Material provided:
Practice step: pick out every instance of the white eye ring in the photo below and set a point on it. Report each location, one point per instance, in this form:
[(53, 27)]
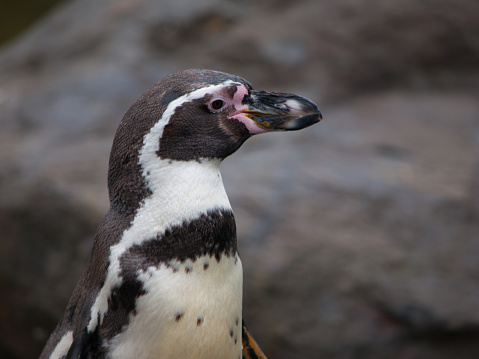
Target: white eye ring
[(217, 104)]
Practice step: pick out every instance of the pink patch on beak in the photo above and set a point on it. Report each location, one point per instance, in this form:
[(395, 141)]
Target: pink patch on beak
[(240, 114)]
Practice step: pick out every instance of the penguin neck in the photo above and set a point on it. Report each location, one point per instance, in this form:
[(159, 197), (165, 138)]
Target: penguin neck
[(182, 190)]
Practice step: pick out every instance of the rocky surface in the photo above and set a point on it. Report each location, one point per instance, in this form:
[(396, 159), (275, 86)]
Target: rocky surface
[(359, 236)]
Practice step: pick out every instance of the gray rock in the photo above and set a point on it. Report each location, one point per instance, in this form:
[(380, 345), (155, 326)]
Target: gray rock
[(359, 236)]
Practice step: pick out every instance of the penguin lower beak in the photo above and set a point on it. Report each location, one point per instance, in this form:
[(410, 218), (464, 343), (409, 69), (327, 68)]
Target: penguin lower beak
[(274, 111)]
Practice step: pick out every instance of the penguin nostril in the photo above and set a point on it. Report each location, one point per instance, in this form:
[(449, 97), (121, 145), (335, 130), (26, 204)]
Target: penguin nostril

Task statement:
Copy every row above word for word, without the picture.

Exercise output:
Practice step: pick out every instance of the white eye ring in the photo below and set a point on it. Report each location, one point per instance, in this form:
[(53, 27)]
Target: white eye ring
[(217, 104)]
Practice step: pick out every instance of the pink patch on beak in the photo above and set a point on it. Report each location, one point per instance, in this form:
[(395, 141)]
Target: pink patch on beak
[(240, 114)]
Practice step: pick out every instance of the penguin neck in the photo above and set a point on it. Report each location, one point per instance, in this form:
[(159, 197), (165, 138)]
Target: penguin neck
[(182, 190)]
Practice step: pick out every instance of the rocky surface in the photo above and set a point on it. Report each location, one point per instance, in this form:
[(396, 159), (275, 86)]
Target: rocky surface
[(359, 236)]
Practice step: pick out every instance of the gray rock in the photo above and set a point on it. Report each location, one point per instance, in this form:
[(380, 345), (155, 326)]
Target: gray rock
[(359, 236)]
Practice step: pick out every instance of the penguin lower beak in the photo above and set a point on it. Report each location, one point per instance, in this form:
[(410, 218), (464, 343), (409, 69), (327, 68)]
Target: penguin lower beak
[(274, 111)]
Practice step: pick out every instance of the penguin nostril in the photo above and set a point on it. Report each location, one point per instance, in this form:
[(449, 97), (121, 145), (335, 130), (26, 204)]
Target: penguin nostril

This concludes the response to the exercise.